Task requirements: When you print the records, keep every line identical to the original.

----- Provided data

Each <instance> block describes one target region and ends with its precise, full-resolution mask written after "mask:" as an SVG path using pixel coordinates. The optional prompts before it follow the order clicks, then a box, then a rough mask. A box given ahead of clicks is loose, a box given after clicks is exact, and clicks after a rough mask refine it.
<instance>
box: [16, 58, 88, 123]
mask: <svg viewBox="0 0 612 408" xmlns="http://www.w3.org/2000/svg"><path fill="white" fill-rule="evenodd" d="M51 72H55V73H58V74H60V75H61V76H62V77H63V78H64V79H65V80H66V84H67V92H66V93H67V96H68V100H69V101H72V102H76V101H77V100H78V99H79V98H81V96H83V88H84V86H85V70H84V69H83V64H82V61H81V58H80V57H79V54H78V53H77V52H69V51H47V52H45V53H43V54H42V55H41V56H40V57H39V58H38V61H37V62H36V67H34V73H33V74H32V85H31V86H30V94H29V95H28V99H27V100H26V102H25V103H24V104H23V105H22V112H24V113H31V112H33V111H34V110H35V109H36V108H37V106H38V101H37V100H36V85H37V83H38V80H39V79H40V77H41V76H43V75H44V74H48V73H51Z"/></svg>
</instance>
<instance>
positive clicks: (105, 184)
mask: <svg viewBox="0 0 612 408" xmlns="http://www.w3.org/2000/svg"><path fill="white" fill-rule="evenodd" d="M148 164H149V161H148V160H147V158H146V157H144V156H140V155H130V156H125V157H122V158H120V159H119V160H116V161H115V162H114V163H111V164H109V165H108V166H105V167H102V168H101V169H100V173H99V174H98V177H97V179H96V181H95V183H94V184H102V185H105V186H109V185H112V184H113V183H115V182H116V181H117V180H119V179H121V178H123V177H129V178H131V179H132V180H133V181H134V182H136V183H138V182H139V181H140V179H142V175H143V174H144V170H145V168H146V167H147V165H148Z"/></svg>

----------

Reply to the task:
Each <instance> block describes one target region and ends with its precise, full-resolution mask written after "mask:" as an SVG path using pixel coordinates. The optional prompts before it follow the order clicks, then a box, then a rough mask. A box given ahead of clicks is loose, a box given after clicks is exact, and clicks after a rough mask refine it.
<instance>
box: [16, 58, 88, 123]
mask: <svg viewBox="0 0 612 408" xmlns="http://www.w3.org/2000/svg"><path fill="white" fill-rule="evenodd" d="M51 72H55V73H58V74H60V75H61V76H62V77H63V78H64V79H65V80H66V84H67V92H66V93H67V96H68V100H69V101H72V102H76V101H77V100H78V99H79V98H81V96H83V88H84V86H85V70H84V69H83V64H82V61H81V58H80V57H79V54H78V53H77V52H69V51H47V52H45V53H43V54H42V55H41V56H40V57H39V58H38V61H37V62H36V67H34V73H33V74H32V85H31V86H30V94H29V95H28V99H27V100H26V102H25V103H24V104H23V105H22V112H24V113H31V112H33V111H34V110H35V109H36V108H37V106H38V101H37V100H36V85H37V83H38V80H39V79H40V77H41V76H43V75H44V74H48V73H51Z"/></svg>
</instance>
<instance>
positive clicks: (105, 184)
mask: <svg viewBox="0 0 612 408" xmlns="http://www.w3.org/2000/svg"><path fill="white" fill-rule="evenodd" d="M148 164H149V161H148V160H147V158H146V157H144V156H140V155H130V156H125V157H122V158H120V159H119V160H116V161H115V162H114V163H111V164H109V165H108V166H105V167H102V168H101V169H100V173H99V174H98V177H97V179H96V181H95V183H94V184H102V185H105V186H109V185H112V184H113V183H115V182H116V181H117V180H119V179H121V178H123V177H129V178H131V179H132V180H133V181H134V182H136V183H138V182H139V181H140V179H142V175H143V174H144V170H145V168H146V167H147V165H148Z"/></svg>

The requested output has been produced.